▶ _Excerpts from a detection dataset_
▼

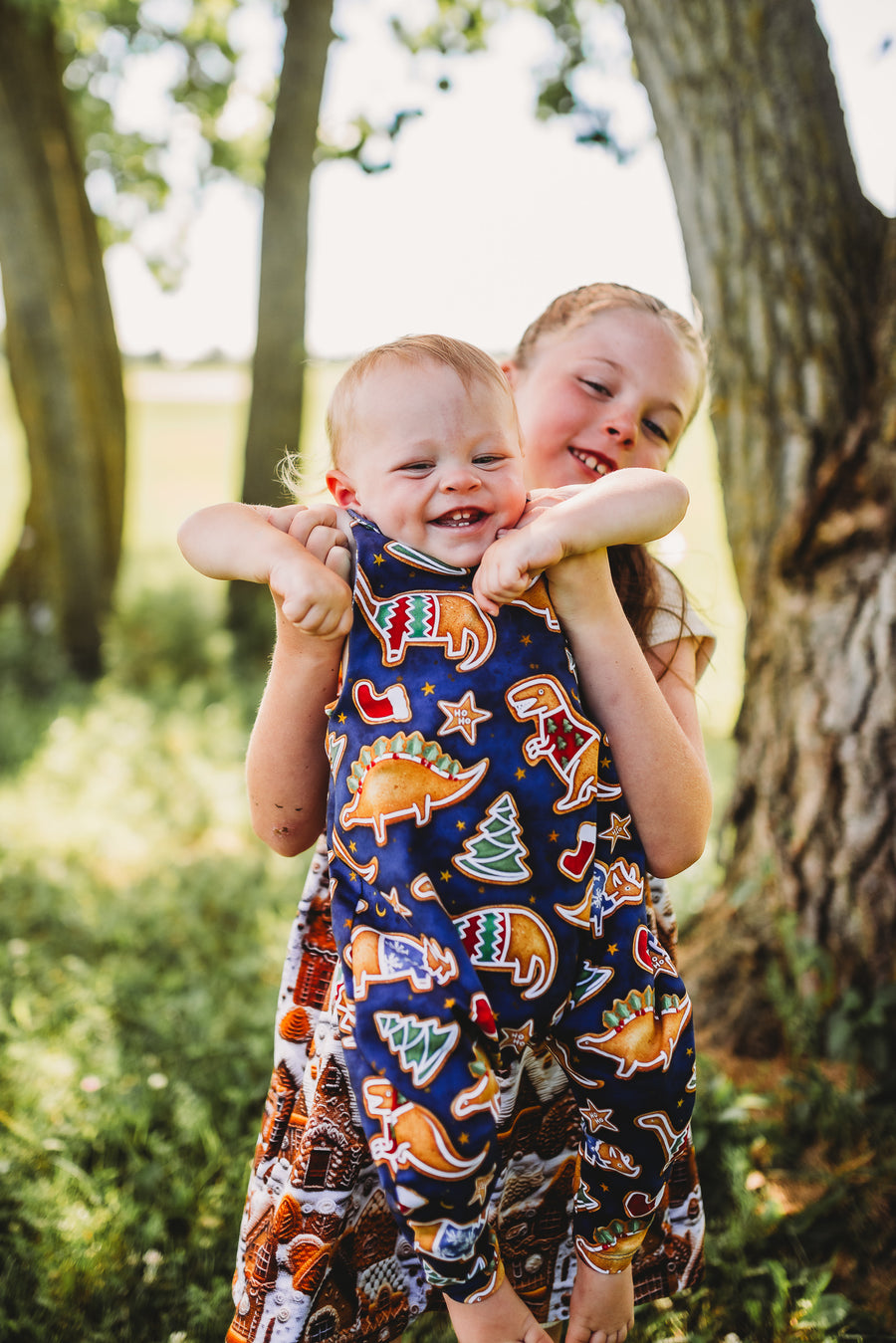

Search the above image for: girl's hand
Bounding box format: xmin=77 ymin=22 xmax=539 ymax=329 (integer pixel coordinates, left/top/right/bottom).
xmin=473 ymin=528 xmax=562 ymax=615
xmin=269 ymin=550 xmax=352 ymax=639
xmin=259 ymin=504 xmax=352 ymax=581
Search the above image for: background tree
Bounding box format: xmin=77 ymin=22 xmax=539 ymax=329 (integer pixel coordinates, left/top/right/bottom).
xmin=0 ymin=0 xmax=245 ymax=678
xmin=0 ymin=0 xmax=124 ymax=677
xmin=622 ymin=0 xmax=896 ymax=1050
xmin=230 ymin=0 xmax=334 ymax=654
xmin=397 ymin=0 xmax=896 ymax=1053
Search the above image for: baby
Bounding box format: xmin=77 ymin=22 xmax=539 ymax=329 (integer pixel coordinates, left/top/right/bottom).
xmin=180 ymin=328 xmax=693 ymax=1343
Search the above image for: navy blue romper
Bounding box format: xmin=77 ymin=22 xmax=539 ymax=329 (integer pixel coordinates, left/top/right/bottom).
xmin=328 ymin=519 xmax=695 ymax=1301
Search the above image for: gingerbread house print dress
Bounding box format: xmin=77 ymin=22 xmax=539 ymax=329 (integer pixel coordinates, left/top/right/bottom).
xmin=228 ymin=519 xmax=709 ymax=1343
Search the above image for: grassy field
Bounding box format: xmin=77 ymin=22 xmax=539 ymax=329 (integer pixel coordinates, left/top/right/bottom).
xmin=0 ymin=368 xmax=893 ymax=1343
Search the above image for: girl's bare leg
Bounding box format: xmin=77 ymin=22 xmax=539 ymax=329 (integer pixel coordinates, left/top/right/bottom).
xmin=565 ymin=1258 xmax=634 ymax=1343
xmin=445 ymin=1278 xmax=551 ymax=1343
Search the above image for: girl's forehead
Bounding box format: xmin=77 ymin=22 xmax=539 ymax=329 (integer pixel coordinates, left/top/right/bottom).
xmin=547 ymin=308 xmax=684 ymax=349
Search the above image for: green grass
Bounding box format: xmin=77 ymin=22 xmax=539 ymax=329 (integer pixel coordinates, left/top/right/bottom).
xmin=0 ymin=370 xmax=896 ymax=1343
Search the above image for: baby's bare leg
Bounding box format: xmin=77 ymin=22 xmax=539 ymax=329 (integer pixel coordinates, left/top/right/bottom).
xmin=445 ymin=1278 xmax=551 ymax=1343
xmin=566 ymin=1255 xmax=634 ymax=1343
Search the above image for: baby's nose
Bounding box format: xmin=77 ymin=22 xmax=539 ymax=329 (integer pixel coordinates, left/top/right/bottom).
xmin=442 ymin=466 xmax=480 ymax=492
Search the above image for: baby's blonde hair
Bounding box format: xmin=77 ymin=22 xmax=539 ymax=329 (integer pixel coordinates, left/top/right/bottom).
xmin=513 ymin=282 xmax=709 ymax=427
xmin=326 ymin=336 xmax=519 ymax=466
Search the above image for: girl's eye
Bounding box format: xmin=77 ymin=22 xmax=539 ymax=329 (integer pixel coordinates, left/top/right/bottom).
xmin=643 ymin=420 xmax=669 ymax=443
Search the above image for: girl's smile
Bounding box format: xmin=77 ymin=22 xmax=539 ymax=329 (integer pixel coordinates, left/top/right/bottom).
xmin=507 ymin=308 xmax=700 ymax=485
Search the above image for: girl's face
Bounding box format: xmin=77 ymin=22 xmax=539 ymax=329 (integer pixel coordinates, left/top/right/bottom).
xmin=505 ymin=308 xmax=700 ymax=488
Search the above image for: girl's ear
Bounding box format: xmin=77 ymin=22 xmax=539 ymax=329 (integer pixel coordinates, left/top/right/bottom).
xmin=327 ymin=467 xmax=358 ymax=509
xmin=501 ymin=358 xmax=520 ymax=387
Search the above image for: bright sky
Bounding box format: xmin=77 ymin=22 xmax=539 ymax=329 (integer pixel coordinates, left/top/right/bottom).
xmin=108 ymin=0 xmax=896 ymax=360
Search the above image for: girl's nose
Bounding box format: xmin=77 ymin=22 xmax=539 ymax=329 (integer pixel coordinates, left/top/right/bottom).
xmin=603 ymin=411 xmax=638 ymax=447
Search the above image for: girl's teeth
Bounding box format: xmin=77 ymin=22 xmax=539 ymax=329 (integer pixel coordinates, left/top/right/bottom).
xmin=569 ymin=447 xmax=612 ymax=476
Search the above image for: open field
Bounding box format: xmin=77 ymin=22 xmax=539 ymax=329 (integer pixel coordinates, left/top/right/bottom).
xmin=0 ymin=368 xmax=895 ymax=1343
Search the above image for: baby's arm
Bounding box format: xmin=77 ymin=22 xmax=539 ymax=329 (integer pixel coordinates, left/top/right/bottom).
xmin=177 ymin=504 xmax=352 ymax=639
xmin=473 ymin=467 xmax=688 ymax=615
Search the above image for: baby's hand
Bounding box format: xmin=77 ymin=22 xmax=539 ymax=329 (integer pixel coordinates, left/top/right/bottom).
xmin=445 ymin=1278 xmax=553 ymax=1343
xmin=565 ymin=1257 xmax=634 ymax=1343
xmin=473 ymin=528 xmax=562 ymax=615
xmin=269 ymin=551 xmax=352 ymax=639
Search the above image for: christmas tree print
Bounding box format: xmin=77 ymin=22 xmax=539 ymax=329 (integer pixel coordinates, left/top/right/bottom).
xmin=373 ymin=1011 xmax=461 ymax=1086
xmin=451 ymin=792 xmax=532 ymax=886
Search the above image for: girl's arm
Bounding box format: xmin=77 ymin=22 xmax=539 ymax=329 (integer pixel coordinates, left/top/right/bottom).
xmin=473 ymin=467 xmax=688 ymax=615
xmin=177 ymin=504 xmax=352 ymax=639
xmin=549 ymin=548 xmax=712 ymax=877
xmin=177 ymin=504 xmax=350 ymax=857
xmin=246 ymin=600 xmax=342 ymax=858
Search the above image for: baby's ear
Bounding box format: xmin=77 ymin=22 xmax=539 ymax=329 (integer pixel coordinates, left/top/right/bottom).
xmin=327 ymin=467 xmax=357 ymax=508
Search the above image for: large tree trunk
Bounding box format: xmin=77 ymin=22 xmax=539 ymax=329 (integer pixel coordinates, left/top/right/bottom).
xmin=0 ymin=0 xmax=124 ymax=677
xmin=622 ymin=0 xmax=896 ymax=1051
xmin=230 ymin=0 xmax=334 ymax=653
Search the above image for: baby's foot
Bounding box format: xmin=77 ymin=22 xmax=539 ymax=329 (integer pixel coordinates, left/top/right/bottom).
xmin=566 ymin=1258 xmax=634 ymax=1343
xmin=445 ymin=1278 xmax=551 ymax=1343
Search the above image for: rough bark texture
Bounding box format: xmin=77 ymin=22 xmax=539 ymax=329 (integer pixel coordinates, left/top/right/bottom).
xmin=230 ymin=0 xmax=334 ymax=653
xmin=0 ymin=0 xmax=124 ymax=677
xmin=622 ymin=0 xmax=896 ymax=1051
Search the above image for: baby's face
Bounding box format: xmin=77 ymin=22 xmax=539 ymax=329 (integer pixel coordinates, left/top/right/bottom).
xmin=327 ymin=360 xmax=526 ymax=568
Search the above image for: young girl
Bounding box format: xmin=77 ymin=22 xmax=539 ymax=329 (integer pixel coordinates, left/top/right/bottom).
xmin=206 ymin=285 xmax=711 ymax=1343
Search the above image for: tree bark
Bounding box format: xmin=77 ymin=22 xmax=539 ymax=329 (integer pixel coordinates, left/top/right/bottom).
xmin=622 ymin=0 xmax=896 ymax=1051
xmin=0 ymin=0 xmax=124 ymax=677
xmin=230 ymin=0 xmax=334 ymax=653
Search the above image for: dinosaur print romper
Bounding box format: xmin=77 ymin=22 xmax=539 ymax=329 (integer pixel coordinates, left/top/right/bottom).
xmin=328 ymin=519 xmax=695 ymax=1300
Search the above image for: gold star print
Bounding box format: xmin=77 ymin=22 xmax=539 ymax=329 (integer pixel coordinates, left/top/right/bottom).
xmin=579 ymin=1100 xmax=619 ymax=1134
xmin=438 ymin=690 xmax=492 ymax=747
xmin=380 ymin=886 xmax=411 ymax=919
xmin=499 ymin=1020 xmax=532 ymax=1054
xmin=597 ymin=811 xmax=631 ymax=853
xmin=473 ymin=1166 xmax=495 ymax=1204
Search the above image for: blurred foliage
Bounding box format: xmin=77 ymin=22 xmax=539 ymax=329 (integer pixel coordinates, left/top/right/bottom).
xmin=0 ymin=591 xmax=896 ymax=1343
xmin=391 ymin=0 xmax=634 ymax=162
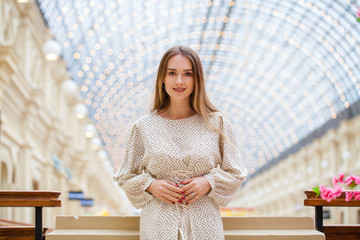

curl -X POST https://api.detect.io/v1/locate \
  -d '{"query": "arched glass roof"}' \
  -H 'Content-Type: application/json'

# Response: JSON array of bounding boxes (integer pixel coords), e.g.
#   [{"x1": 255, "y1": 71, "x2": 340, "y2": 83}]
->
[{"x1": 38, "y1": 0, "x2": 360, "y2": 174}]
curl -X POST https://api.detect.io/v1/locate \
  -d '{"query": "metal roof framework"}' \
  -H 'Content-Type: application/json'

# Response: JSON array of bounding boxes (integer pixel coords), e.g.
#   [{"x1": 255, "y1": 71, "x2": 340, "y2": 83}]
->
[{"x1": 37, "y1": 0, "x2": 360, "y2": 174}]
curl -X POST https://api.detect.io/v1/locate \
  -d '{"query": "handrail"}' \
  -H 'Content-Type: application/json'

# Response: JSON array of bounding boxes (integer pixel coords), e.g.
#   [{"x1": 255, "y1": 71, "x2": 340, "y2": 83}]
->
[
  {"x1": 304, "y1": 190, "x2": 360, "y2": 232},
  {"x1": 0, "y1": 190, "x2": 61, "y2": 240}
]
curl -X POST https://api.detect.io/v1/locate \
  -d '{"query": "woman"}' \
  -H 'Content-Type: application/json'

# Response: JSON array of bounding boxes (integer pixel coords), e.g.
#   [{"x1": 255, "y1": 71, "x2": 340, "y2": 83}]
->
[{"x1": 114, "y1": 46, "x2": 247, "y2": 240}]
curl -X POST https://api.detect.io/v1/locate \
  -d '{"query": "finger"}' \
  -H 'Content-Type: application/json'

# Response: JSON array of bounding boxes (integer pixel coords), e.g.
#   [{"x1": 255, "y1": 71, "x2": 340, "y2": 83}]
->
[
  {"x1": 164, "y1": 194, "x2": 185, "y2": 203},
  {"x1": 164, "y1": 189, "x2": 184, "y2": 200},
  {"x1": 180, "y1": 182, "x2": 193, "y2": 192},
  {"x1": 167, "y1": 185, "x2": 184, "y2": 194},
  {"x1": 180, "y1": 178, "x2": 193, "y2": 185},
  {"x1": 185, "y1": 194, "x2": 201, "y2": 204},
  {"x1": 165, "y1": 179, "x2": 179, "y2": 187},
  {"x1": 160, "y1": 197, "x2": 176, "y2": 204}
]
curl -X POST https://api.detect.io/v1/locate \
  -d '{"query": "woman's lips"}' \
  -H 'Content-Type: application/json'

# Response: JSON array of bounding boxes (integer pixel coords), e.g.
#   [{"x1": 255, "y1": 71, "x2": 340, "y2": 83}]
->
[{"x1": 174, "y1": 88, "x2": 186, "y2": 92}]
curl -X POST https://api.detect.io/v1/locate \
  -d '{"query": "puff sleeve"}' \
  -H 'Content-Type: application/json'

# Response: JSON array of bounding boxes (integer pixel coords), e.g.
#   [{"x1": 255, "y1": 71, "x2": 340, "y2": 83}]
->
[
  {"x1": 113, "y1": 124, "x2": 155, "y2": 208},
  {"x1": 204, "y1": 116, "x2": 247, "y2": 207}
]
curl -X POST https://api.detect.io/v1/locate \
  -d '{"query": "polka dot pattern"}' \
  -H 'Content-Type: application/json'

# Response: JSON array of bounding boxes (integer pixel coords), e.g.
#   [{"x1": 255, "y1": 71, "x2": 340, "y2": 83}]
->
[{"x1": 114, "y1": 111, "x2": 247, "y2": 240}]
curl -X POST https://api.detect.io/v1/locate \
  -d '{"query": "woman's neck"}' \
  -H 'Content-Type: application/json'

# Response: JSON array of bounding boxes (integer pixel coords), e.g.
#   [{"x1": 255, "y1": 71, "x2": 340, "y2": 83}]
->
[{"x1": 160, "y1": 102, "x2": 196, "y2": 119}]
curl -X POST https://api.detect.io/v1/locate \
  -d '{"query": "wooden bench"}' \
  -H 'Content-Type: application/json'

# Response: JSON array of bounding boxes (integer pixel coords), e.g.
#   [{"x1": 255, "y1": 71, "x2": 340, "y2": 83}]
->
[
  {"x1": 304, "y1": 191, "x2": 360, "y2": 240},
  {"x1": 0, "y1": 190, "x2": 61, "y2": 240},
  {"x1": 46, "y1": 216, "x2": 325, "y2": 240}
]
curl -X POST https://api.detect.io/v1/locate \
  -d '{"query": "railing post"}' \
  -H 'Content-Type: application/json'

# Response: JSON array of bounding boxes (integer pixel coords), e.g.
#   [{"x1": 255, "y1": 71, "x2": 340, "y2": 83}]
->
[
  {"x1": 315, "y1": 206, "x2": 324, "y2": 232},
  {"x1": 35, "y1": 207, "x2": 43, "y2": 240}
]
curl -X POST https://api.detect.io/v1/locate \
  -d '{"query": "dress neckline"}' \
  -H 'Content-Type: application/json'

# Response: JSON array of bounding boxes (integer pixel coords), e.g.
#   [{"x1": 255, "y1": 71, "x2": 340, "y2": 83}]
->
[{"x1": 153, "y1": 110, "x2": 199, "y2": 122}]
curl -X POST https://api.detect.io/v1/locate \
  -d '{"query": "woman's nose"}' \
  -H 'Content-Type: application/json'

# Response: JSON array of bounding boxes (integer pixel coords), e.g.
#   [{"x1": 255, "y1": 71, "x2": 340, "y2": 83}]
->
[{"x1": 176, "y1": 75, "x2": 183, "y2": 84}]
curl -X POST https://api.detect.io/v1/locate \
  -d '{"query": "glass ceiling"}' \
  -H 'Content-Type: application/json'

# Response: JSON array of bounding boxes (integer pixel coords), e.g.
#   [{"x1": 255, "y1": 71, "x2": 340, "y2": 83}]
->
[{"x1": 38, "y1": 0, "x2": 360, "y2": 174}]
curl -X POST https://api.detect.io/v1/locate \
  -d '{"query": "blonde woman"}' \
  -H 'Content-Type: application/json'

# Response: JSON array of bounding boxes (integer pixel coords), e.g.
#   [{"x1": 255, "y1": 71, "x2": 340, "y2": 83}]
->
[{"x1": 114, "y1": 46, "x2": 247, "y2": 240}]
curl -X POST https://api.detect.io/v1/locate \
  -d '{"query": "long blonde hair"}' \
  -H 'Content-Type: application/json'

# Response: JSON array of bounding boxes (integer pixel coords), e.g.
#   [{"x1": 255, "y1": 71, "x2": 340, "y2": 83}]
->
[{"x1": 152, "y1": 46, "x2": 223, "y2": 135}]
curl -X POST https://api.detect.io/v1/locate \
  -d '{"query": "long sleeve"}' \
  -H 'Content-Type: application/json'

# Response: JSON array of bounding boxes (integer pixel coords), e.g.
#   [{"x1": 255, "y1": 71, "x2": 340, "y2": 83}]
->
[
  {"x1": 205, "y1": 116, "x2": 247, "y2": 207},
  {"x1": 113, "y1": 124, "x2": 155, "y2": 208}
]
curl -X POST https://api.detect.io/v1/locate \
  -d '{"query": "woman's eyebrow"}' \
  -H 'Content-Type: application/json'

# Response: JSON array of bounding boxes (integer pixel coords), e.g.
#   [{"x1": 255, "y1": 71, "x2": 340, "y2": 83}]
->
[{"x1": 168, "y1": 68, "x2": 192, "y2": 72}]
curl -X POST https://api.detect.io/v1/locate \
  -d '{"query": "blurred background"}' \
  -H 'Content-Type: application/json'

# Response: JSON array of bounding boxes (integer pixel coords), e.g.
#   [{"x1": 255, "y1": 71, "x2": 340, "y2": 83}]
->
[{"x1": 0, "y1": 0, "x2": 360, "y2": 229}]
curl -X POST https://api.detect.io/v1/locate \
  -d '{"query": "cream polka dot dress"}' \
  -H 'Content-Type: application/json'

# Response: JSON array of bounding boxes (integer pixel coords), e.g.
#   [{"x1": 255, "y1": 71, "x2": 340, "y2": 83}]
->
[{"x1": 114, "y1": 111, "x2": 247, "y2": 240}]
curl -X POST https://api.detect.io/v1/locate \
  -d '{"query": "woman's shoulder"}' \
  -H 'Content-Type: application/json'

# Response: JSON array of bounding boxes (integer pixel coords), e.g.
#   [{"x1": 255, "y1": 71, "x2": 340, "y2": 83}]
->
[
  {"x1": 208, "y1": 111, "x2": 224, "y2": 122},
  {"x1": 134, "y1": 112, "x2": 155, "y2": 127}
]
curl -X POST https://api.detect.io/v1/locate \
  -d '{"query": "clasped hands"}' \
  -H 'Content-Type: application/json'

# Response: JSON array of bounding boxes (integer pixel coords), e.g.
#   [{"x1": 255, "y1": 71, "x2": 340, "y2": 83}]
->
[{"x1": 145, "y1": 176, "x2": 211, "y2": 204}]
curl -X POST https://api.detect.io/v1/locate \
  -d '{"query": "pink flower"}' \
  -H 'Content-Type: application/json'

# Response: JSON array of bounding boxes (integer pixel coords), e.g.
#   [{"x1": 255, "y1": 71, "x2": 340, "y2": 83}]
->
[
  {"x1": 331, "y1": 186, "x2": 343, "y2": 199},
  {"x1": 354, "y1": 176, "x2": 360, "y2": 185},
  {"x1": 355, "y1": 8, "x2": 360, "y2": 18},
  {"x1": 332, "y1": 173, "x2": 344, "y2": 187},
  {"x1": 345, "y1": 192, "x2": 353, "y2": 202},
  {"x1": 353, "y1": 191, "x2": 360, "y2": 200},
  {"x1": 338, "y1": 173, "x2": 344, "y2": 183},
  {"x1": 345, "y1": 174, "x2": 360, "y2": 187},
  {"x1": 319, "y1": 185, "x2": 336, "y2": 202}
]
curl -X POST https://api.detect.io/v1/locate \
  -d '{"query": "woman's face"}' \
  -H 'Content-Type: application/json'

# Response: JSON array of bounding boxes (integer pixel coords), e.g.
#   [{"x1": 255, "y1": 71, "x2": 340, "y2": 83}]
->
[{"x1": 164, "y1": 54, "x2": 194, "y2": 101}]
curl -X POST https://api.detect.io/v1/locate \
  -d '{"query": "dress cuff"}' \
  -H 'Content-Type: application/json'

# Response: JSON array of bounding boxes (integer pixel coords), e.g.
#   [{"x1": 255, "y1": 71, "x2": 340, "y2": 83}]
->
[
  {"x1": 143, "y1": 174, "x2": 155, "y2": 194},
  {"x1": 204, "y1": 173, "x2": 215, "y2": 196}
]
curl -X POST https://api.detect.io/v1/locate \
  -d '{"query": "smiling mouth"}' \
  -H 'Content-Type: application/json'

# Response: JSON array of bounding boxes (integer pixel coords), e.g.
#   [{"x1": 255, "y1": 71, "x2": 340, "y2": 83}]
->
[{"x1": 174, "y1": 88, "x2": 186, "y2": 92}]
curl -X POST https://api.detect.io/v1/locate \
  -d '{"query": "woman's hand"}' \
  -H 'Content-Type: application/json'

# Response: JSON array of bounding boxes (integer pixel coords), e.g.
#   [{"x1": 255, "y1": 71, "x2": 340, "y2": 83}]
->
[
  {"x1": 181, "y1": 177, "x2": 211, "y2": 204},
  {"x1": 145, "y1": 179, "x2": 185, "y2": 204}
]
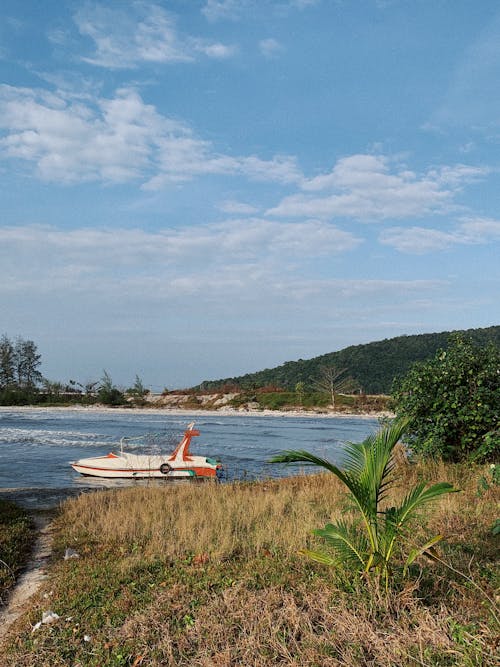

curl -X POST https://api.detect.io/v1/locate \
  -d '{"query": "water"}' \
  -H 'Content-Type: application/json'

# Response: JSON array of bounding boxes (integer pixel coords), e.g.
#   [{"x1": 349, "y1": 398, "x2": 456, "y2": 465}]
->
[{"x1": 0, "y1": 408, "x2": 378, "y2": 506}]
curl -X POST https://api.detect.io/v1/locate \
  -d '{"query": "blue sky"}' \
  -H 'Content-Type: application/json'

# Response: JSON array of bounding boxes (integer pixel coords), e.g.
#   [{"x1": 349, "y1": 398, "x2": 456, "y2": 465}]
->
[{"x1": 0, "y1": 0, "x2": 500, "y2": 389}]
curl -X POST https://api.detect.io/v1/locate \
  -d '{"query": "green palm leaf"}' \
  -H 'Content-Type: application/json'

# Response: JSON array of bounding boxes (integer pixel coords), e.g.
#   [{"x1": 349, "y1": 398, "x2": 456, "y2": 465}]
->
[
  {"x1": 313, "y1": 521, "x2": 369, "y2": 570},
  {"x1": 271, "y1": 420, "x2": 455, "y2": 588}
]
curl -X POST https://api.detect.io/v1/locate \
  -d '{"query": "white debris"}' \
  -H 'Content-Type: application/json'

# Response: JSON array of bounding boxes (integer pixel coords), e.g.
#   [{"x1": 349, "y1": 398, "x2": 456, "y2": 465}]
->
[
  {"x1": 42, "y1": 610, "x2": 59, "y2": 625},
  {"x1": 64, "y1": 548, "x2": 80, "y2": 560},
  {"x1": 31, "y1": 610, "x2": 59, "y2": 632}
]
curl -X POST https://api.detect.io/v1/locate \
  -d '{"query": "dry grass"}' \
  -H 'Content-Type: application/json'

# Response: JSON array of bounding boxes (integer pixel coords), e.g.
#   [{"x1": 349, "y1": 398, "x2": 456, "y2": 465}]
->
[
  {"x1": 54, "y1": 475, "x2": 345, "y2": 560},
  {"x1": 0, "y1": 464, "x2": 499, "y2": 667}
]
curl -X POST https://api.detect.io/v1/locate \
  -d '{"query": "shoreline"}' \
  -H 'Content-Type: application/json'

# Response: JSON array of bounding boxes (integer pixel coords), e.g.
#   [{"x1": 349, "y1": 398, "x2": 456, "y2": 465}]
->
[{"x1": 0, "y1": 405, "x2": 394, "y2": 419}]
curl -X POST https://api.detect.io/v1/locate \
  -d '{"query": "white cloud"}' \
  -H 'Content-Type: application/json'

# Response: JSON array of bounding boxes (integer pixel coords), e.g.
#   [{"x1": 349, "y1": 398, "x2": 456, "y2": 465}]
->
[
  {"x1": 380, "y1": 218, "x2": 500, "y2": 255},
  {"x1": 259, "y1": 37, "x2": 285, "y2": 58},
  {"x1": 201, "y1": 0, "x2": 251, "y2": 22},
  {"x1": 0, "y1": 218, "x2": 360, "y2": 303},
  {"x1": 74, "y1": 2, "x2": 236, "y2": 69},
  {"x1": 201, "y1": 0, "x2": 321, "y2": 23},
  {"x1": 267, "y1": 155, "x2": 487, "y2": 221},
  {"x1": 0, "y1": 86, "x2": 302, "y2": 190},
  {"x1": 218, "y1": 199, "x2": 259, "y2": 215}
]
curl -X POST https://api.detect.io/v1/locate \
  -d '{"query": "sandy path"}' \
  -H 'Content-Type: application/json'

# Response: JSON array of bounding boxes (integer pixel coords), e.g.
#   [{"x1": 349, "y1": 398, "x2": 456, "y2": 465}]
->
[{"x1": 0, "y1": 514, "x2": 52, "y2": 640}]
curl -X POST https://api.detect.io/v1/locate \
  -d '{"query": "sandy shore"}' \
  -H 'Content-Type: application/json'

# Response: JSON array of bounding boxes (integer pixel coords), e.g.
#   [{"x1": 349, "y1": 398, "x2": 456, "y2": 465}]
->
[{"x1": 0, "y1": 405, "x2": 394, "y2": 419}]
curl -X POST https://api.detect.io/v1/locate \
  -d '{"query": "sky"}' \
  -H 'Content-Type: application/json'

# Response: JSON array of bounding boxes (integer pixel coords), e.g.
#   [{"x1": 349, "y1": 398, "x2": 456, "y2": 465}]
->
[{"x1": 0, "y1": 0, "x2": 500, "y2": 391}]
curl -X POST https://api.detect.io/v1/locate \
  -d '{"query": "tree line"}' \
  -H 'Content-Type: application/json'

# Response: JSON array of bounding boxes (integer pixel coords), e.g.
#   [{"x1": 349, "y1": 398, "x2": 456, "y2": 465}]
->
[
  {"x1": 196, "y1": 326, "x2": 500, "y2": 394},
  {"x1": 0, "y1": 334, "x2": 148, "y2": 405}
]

▲

▶ _Task to complete_
Extract each line of the items above that contains the string "glass", matching case.

▶ _Output of the exercise_
  -d '{"query": "arched glass roof"}' \
  -d '{"query": "glass ceiling"}' \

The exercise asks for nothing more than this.